**WHAT TO DO:** Scale the entries below by copying every line, the request included, with each bounding box coordinate multiplied by 2.4 and rounded to a whole number (halves round up). Leave all other text unchanged.

═══

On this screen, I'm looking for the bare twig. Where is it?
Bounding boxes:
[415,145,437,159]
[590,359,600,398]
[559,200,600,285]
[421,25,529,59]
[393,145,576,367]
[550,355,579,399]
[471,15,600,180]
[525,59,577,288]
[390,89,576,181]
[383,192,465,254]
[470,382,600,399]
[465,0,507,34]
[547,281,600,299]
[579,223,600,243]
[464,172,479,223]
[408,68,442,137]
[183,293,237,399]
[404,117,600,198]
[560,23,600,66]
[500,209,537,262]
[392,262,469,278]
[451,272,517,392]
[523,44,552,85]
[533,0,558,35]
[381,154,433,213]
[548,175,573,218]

═══

**EXERCISE RESPONSE:**
On this screen, I'm looking for the bare twig. Where is it?
Bounding boxes:
[996,348,1049,382]
[1416,862,1440,955]
[1342,480,1440,684]
[1010,60,1270,142]
[943,348,1382,881]
[1320,852,1390,958]
[1130,36,1440,432]
[1260,142,1385,691]
[936,214,1382,434]
[919,461,1116,610]
[1128,917,1440,958]
[1116,0,1217,82]
[1313,674,1440,718]
[1390,535,1440,583]
[1114,413,1150,535]
[979,163,1061,329]
[439,703,569,958]
[970,281,1440,475]
[1344,55,1440,158]
[1200,502,1289,629]
[941,629,1126,667]
[1082,653,1241,941]
[1255,106,1325,204]
[1279,0,1339,84]
[914,370,1039,511]
[1315,420,1375,523]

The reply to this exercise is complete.